> **Challenges**:
A. Reproduce the forum post on reconciliation word for word, from "This is for" to "use good judgement.".
B. Transcribe the rows below the forum post exactly, from the line with "TARGET: dark hair" through the last line of the rows.

> **Passage provided**:
# The cold hard truth about reconciliation.



## jlcrome (Nov 5, 2017)

This is the cold hard truth about separation, divorce, marital problems. This is aim for the couples where one wants to save the marriage and the other wants out. When you reach that point in your marriage I would say it's a done deal. Maybe a 1-3 percent chance to reverse the outcome of divorce. I've read countless times on every marriage forums on the net and usually it ends rarely they make amends.
I would like to say I been reading marriage advice, marriage forums, 180, hi s need her needs, fireproof, love language, love busters and the list goes on forever. Done marriage counseling, prayed day in day out i've done everything possible. But I have came to a conclusion you can possible turn you situation around. Yes I always wonder wtf did so and so stay married and I think that about a lot of married couples. There situation is not much different than yours. Same s%#& yes the crazy arguments being an arse, drugs, cheating you name it. 
So here's the straight up dope if you want to save your marriage!! No bs your spouse is done and your hanging on to dear life. Doesn't matter if wife/husband husband/wife. No book, counseling, seminars goin to change it trust me!!
180 is pure bs but I let you on a reverse phychology that will either second guess your spouse leaving, pursuing a divorce. Yes this will either make them mad as hell at you or after a few weeks reconsidering a possible reconciliation.
This is for those in a situation of one is done and the other is wanting to reconcile. This would only work best if you are still together under the same roof or just separated. Both of have an understanding he/she wants to leave and the other he/she wants to work it out.
I explain this in 4 phases depending on the severity and what actions you can pursue.But I warn anybody doing this to take caution. Don't do this if the partner you are with is unstable or has emotional problems. Take extreme caution from my advice and use good judgement.

1. Agree: this is the start point just agree 

2.. Poker face: do you have a good poker face? You partner wants a divorce their done its over nothing you can do. Here is the best solution nothin!!!! Just act status quo go on with life and say nothing. Poker face dont talk at all unless you have to. Let them have full reign in their departure. Keep up the poker face indefinitely. This phychology flips on them to ever time. Even if they leave you have the next 2 steps to follow.

> **Data to use**:
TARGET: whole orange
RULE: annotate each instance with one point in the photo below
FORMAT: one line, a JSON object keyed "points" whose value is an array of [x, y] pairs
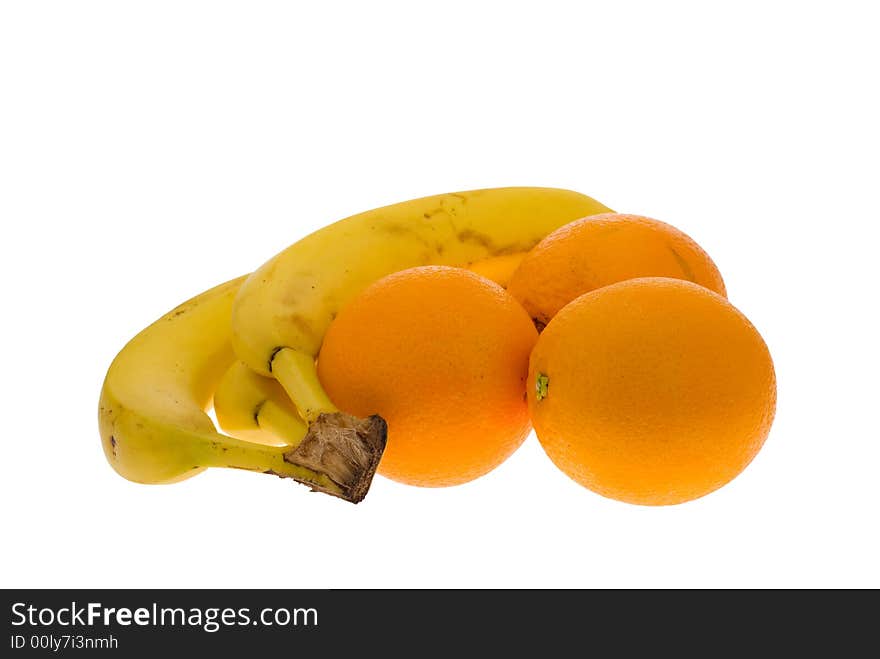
{"points": [[652, 391], [442, 354], [603, 249]]}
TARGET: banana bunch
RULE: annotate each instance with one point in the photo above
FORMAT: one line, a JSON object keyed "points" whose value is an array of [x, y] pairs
{"points": [[249, 346]]}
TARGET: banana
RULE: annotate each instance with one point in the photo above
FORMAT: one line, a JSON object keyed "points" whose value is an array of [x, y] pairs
{"points": [[255, 408], [152, 418], [283, 309]]}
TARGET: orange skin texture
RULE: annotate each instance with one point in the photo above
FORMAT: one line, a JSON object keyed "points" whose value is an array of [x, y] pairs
{"points": [[442, 354], [604, 249], [659, 391]]}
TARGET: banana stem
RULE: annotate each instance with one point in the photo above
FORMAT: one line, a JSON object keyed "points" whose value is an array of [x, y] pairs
{"points": [[239, 454], [296, 372]]}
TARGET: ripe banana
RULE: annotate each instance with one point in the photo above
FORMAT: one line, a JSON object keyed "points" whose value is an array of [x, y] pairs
{"points": [[255, 408], [283, 309], [152, 418]]}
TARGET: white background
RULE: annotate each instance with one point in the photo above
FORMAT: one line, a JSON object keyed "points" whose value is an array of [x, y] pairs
{"points": [[149, 150]]}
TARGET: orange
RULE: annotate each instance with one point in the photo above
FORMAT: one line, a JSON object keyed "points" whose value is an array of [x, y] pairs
{"points": [[652, 391], [442, 354], [603, 249]]}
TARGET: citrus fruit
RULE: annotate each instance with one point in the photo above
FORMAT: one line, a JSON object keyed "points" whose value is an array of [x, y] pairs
{"points": [[651, 391], [603, 249], [442, 354]]}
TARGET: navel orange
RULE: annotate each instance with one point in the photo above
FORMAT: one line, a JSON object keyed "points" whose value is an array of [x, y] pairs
{"points": [[603, 249], [652, 391], [442, 354]]}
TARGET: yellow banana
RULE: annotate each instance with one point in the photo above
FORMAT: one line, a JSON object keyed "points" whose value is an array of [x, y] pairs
{"points": [[152, 418], [255, 408], [283, 309]]}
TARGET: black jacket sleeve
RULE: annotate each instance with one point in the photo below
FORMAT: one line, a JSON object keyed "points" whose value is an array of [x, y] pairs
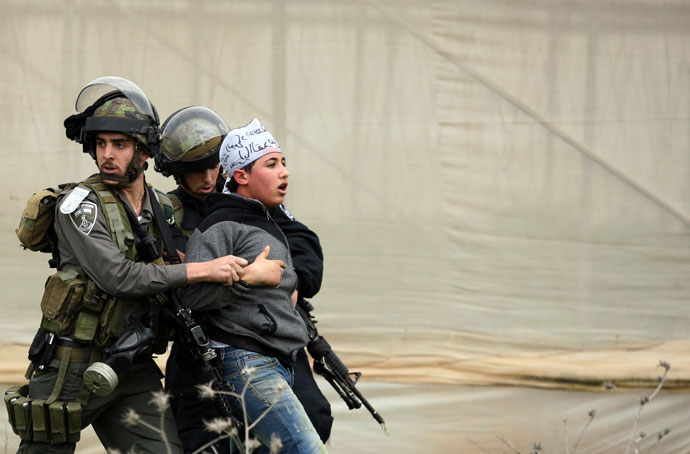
{"points": [[305, 248]]}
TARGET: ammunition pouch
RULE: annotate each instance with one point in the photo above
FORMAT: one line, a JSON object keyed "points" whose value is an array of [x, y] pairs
{"points": [[74, 307], [37, 420], [37, 220]]}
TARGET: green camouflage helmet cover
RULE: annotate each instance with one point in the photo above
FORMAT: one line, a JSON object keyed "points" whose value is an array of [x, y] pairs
{"points": [[122, 107], [190, 141]]}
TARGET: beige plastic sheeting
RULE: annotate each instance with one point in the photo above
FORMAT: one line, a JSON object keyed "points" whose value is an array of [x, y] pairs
{"points": [[501, 190]]}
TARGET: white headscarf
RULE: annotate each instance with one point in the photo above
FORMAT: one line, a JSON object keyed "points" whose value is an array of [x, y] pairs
{"points": [[245, 145]]}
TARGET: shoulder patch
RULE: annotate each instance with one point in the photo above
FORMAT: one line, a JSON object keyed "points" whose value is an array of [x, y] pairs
{"points": [[73, 200], [287, 213], [84, 217]]}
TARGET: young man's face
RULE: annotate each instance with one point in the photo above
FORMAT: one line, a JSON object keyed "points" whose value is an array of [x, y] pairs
{"points": [[201, 184], [267, 180], [114, 152]]}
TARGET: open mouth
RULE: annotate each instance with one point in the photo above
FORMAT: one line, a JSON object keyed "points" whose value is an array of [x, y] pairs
{"points": [[109, 169]]}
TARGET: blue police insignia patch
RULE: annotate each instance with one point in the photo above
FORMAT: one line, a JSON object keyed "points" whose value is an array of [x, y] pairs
{"points": [[84, 217]]}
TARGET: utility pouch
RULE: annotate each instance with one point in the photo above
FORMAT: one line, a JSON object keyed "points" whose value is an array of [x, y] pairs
{"points": [[58, 426], [11, 395], [37, 220], [41, 420], [21, 412], [42, 348], [62, 297], [85, 326], [112, 322], [73, 421]]}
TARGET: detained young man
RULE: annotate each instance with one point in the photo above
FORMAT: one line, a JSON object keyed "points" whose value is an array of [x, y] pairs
{"points": [[254, 323]]}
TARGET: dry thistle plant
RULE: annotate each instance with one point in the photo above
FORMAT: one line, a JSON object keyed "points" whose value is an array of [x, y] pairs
{"points": [[221, 426], [228, 430]]}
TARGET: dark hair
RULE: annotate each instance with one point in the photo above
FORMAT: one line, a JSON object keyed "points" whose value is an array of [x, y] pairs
{"points": [[232, 184]]}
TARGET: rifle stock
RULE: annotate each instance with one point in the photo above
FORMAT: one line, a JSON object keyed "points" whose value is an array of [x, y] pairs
{"points": [[330, 367]]}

> **Completed exercise**:
A.
This is for those in a situation of one is done and the other is wanting to reconcile. This would only work best if you are still together under the same roof or just separated. Both of have an understanding he/she wants to leave and the other he/she wants to work it out.
I explain this in 4 phases depending on the severity and what actions you can pursue.But I warn anybody doing this to take caution. Don't do this if the partner you are with is unstable or has emotional problems. Take extreme caution from my advice and use good judgement.

B.
TARGET: dark hair
RULE: annotate each instance with one point in the photo above
FORMAT: one line, a JSON object keyed "points" whose value is an array of [x, y] pairs
{"points": [[232, 184]]}
TARGET: rifle stock
RULE: annotate each instance with one point in the photo above
FORMAT: one line, a JSON object keyed "points" whose value is an array of [x, y] pairs
{"points": [[330, 367]]}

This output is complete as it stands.